> [Objetivo 1]
Reescreva de forma mais breve o parágrafo do excerto que começa por «Os trabalhos escritos que se apresentam», conservando os factos principais.
> [Objetivo 2]
Prossiga o excerto sobre o saber profissional e a relação entre teoria e ação a partir do ponto em que termina.

> [Excerto do texto]
┄┄┄┄┄┄┄┄┄┄┄┄┄┄┄┄┄┄┄┄
Segundo Neto (2000) os processos reflexivos e críticos sobre o saber agir precisam  
ultrapassar a leitura empirista da própria actividade, vincular a teoria à acção para explicar a  
dinâmica social e orientar as possibilidades da acção nos processos sociais.  
Estes debates e discussões, no plano internacional, têm condições para proporcionar:  
Aprocura de perspectivas teóricas das ciências sociais para explicação dos problemas  
colocados à acção profissional, a sua permanente actualização;  
O aumento da percepção dos hiatos entre a teoria e a acção, a conjugação de  
generalismo das ciências sociais com a especificidade da acção;  
A construção de perspectivas mais lúcidas sobre realidade favorecendo a intenção -  
como uma disposição para olhar o mundo como objecto de saber, como procura de  
sentido;  
Os trabalhos escritos que se apresentam nos fóruns internacionais, estruturam e  
formalizam o saber profissional do grupo, atribuem novos significados, novos  
sistemas de legitimação. Consolidam as formas de identidade profissional, dando  
materialidade e visibilidade ao discurso comum sobre o trabalho, que desta forma se  
tornam objecto de pensamento como afirmam Lopes e Pereira (2004).
┄┄┄┄┄┄┄┄┄┄┄┄┄┄┄┄┄┄┄┄
> [Dados]
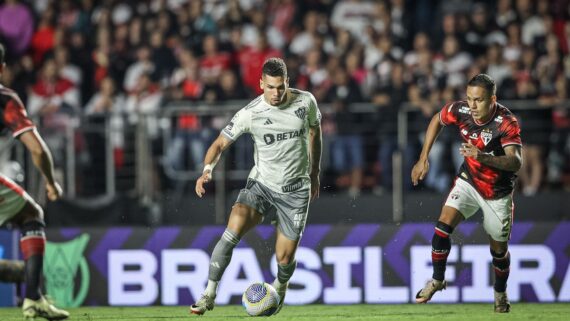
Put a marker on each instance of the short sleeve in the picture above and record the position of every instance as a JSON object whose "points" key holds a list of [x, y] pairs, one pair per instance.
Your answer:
┄┄┄┄┄┄┄┄┄┄┄┄┄┄┄┄┄┄┄┄
> [Resposta esperada 1]
Segundo Lopes e Pereira (2004), os trabalhos escritos apresentados nos fóruns internacionais estruturam e formalizam o saber profissional do grupo e atribuem-lhe novos significados e sistemas de legitimação. Consolidam também a identidade profissional, porque dão materialidade e visibilidade ao discurso comum sobre o trabalho, que assim se torna objeto de pensamento.

> [Resposta esperada 2]
40  
Proporcionar uma acção dialógica, cria uma linguagem colectiva, a descoberta de  
contributos teóricos, recria identidades colectivas inseparáveis das identidades individuais que  
as suportam, todos mudam e todos podem ganhar nas experiências obtidas nas interacções  
internacionais. Os eventos internacionais podem ser sequências de reflexividade aberta que,  
funcionam como grelhas de filtragem identitárias, onde se podem fazer escolhas, ter voz, usar  
o discurso próprio em primeira pessoa, significa autorizar-se a falar e ter auto-estima para expor  
e valorizar o seu saber e o mesmo tempo estar aberto a outras experiencias e saberes.  
A internacionalização foi uma estratégia fundamental para construir e afirmar a  
disciplina do serviço social em Portugal.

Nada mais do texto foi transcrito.